--- Start of Data ---
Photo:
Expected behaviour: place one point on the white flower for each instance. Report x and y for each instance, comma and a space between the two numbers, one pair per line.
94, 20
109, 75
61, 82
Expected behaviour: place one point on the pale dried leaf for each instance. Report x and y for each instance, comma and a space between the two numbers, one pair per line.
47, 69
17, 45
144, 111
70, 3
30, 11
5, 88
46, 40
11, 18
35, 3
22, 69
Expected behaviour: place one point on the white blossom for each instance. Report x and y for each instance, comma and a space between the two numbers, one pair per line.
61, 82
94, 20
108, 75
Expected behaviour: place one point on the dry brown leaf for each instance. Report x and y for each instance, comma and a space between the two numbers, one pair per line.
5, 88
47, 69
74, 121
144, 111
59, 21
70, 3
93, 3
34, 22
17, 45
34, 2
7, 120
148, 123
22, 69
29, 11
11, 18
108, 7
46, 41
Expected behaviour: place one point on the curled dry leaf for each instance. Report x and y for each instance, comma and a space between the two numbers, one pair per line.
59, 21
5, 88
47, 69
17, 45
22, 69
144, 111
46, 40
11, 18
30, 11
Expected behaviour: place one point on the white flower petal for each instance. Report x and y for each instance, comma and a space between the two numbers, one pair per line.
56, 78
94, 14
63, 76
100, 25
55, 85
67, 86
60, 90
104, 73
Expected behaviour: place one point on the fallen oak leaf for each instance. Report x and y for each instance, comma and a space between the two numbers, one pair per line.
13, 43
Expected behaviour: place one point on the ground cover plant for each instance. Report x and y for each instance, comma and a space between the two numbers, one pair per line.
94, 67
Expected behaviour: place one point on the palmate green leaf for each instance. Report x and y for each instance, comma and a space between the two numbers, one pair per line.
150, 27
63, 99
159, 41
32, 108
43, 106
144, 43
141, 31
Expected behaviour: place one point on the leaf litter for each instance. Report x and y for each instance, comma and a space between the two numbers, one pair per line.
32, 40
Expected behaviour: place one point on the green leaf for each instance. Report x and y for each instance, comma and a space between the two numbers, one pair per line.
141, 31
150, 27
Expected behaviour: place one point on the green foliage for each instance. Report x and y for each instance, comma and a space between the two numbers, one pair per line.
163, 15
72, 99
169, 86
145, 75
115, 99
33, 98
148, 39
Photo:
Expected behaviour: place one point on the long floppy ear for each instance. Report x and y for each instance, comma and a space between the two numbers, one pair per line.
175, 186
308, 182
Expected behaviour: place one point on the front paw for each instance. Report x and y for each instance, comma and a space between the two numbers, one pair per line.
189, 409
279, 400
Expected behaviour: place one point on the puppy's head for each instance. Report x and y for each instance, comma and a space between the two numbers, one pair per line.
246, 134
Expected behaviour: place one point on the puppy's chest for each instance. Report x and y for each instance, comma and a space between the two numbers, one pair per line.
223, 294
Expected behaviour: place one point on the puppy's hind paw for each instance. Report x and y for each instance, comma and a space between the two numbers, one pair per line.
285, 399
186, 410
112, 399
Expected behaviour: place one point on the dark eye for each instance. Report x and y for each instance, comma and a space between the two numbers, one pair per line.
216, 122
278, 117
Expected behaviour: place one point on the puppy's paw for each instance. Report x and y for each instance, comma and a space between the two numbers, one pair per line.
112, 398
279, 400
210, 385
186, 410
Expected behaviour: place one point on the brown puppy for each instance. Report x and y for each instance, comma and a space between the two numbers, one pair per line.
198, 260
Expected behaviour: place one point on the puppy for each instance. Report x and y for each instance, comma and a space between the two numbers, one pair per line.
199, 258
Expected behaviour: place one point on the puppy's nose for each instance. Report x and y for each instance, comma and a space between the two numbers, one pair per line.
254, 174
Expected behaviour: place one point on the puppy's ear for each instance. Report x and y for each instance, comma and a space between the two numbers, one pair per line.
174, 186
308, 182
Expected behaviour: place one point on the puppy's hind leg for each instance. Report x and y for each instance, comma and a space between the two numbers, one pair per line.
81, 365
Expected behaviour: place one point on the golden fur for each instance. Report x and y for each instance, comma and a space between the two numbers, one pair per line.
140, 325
--- End of Data ---
--- Start of Data ---
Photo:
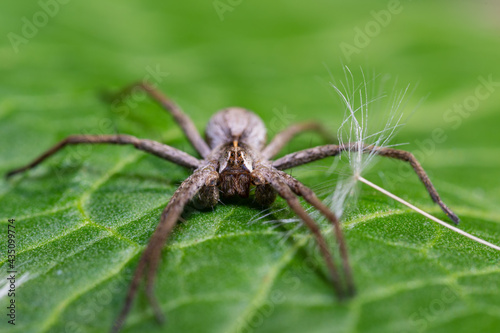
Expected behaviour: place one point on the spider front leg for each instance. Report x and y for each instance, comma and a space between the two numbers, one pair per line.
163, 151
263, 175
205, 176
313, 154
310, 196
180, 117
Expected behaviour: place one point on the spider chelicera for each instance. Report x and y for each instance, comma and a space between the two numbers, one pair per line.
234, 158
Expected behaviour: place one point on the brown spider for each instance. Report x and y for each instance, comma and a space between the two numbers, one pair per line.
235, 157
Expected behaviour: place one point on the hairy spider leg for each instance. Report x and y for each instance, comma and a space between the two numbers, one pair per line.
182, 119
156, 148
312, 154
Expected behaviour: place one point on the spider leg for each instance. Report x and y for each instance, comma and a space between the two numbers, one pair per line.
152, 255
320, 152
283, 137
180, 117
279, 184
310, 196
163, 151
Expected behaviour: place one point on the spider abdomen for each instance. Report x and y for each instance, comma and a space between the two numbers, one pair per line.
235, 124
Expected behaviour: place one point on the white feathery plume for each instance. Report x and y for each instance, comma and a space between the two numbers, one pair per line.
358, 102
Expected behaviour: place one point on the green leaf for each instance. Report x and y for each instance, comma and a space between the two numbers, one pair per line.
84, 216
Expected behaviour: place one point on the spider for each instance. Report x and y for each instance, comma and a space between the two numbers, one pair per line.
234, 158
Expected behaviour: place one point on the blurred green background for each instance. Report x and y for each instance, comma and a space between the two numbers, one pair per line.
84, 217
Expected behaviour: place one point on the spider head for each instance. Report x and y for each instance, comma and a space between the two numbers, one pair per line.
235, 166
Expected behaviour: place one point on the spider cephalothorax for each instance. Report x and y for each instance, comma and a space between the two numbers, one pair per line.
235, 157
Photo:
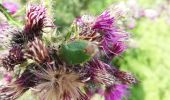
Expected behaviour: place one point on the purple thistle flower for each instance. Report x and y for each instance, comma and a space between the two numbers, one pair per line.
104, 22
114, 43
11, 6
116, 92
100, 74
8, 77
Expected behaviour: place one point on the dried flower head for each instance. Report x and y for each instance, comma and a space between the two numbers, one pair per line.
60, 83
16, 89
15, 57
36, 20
--- End of Data ---
Given problem: Find each line in the items above that contains the word "white", and copy those lines. Case matters, so only count matches with the same capital and lowercase letters.

Finished answer:
Expected behaviour: place one point on the white flower for each instance. Report x and y for each instance, comma and a space between the two numbers, one pair per line.
Expected behaviour: place one point on the white blossom for each instance. Report x and y for each instance, comma and a space between the two numbers, one pair per line.
Expected behaviour: place one point on the white flower petal for each instance. Report x and y for each instance, comma and a space between the two numbers, one pair per line.
Expected behaviour: place one point on the white feathery plume for each instance. Report x and y for each instance, comma and a space between the two numbers, one pair per line.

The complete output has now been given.